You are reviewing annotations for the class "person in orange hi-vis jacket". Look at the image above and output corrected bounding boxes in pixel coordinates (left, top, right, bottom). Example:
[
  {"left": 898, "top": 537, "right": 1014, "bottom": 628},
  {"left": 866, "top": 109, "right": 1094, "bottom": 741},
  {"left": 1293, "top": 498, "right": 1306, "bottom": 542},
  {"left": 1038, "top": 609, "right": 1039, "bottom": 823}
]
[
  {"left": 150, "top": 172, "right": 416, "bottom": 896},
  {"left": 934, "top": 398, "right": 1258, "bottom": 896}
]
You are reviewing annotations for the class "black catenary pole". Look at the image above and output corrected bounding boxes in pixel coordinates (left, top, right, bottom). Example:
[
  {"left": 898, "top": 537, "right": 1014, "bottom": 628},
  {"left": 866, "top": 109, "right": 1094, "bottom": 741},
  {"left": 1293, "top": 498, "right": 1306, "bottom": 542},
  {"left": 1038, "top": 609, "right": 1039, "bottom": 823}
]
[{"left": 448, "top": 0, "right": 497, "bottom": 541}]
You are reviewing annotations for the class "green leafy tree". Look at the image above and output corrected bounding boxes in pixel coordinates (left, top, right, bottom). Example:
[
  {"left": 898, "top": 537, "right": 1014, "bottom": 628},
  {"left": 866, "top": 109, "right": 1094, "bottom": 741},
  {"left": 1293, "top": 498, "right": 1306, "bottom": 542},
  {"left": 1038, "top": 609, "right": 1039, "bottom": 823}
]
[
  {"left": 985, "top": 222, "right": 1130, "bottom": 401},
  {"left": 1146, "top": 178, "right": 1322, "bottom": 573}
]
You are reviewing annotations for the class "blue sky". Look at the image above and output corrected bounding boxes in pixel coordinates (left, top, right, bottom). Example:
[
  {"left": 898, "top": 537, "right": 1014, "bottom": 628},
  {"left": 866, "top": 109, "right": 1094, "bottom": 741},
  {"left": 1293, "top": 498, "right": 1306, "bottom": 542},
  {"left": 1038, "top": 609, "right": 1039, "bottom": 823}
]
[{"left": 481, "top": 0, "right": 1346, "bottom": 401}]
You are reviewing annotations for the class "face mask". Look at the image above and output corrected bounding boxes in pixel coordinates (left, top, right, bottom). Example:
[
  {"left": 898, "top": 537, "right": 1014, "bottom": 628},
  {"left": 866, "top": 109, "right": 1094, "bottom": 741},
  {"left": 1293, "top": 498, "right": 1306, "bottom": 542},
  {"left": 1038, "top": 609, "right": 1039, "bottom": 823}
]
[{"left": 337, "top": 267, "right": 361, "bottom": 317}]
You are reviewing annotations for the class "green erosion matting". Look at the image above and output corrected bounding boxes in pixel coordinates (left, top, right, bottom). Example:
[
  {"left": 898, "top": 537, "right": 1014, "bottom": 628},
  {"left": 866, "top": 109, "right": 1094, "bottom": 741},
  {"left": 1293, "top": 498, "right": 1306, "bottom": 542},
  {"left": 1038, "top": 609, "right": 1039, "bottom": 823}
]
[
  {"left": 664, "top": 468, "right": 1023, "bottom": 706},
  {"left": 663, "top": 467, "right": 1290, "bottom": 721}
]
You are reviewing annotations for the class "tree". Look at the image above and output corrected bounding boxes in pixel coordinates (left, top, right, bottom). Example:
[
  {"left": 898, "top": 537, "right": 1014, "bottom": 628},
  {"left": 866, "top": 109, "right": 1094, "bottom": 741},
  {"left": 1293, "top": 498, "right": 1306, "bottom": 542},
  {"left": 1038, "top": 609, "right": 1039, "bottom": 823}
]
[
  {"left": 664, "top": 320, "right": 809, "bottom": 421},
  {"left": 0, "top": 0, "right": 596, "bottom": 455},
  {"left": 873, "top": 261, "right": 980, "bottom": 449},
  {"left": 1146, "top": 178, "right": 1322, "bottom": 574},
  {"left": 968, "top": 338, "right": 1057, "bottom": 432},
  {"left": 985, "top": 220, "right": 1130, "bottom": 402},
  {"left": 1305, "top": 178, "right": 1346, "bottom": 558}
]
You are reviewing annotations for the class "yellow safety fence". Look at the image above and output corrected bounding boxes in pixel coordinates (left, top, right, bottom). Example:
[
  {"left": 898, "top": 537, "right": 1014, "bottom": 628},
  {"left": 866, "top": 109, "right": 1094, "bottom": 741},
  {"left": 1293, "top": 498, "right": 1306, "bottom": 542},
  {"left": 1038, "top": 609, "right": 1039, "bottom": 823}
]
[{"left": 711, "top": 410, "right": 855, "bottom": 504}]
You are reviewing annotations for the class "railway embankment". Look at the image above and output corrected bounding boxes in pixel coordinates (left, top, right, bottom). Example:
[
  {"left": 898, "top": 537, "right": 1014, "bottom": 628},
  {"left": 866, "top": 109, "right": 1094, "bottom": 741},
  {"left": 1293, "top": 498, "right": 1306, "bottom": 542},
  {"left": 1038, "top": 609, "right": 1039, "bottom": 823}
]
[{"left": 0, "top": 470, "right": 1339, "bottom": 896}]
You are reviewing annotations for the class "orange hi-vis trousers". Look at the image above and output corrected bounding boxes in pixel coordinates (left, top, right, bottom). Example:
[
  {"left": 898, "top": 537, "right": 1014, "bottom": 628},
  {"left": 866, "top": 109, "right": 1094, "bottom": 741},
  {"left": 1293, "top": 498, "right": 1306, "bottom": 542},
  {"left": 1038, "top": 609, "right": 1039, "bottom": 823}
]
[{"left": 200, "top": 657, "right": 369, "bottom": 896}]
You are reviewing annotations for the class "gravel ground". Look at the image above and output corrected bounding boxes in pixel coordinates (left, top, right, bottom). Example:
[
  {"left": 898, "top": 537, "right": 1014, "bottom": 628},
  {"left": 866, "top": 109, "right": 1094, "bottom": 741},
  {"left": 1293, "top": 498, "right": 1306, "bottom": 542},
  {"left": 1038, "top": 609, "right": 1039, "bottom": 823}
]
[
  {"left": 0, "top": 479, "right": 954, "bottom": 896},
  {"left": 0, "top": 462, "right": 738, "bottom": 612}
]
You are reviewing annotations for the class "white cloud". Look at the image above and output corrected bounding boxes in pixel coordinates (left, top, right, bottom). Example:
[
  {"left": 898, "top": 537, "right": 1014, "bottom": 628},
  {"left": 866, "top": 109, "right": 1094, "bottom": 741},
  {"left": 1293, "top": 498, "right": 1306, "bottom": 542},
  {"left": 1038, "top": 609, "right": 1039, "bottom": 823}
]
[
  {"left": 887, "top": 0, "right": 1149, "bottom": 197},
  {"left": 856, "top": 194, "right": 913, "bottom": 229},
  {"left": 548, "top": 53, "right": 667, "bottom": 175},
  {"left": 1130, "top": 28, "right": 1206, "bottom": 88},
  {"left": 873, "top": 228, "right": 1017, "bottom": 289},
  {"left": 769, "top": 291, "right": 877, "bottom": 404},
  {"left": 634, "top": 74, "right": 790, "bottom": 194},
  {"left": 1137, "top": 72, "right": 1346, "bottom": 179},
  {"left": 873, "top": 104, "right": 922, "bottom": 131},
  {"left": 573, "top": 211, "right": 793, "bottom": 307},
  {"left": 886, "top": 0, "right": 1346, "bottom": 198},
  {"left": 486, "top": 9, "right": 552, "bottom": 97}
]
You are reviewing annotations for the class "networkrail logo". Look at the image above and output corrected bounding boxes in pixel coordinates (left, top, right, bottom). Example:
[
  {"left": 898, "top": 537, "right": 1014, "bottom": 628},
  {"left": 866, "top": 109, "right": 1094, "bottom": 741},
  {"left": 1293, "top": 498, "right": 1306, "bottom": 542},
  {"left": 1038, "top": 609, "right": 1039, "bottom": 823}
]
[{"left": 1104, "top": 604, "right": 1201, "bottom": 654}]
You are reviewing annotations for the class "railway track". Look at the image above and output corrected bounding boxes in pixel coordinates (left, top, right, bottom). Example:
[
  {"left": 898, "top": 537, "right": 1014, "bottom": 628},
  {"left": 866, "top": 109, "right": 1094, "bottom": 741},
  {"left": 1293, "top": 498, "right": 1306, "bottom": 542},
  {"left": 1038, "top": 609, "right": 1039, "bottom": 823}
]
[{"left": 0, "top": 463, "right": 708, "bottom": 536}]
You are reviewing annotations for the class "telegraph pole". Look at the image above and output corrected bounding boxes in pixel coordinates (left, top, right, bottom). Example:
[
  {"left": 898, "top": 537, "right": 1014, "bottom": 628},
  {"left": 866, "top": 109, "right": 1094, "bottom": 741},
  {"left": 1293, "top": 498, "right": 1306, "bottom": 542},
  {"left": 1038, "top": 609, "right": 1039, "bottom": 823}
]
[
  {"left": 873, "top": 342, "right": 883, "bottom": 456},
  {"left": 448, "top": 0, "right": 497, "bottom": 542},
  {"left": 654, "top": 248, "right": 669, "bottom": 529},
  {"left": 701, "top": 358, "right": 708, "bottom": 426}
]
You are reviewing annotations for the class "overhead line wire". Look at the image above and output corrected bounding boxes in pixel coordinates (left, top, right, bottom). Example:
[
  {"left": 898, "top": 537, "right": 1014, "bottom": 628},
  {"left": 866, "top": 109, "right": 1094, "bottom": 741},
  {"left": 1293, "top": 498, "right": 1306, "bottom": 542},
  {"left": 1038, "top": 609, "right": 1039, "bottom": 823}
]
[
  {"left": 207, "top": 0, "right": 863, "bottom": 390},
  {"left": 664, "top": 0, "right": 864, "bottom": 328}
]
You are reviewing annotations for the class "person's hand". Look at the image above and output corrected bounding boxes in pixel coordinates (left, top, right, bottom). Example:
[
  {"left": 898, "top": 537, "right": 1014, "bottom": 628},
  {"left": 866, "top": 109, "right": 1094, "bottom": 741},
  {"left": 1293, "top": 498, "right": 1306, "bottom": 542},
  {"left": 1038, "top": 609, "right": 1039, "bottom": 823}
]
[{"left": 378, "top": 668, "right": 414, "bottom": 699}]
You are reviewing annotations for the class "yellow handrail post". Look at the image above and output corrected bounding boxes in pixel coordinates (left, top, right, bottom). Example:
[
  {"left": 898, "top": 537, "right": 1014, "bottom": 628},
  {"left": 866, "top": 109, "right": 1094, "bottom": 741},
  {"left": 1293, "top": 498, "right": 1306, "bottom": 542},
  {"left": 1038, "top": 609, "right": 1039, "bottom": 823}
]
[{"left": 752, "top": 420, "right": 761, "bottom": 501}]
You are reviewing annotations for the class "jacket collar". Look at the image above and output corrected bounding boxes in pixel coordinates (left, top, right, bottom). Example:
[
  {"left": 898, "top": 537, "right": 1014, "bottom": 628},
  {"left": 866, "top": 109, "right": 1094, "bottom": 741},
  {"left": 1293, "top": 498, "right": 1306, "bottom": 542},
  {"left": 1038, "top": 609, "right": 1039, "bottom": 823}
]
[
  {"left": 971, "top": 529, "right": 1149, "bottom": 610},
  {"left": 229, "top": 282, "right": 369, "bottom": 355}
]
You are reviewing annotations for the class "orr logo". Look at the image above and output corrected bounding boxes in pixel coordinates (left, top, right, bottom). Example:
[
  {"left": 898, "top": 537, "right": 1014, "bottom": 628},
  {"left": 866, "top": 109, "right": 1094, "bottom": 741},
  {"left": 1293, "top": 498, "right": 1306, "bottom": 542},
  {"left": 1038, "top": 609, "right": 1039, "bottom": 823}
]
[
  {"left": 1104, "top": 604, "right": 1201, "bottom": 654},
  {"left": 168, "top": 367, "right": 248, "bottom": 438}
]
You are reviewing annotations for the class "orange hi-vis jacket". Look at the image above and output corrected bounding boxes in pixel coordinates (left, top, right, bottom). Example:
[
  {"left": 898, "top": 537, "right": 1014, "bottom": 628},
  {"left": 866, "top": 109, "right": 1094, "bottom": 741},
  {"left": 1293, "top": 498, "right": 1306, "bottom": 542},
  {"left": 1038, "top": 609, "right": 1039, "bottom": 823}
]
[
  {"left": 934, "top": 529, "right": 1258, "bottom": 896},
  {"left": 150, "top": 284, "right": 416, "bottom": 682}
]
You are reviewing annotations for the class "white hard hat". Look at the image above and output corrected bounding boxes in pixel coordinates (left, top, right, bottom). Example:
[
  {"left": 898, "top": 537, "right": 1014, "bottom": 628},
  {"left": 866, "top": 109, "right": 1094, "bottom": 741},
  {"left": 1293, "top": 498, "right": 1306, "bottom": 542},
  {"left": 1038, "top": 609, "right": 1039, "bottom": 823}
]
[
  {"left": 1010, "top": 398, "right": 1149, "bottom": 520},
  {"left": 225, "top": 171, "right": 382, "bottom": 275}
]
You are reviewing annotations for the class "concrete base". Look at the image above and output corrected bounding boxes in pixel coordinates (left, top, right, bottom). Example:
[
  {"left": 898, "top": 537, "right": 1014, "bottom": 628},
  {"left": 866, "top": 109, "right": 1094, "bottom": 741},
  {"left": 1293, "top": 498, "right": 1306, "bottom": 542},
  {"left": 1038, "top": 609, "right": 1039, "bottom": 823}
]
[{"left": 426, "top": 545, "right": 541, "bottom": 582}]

REQUIRED WORK:
Can you locate every line in the data above that contains the string "cloud" and copy each one in full?

EXERCISE RESULT:
You are reviewing annotations for the class "white cloud". Look at the image above and output corrected bounding boxes in pixel coordinates (left, top, right, bottom). Example:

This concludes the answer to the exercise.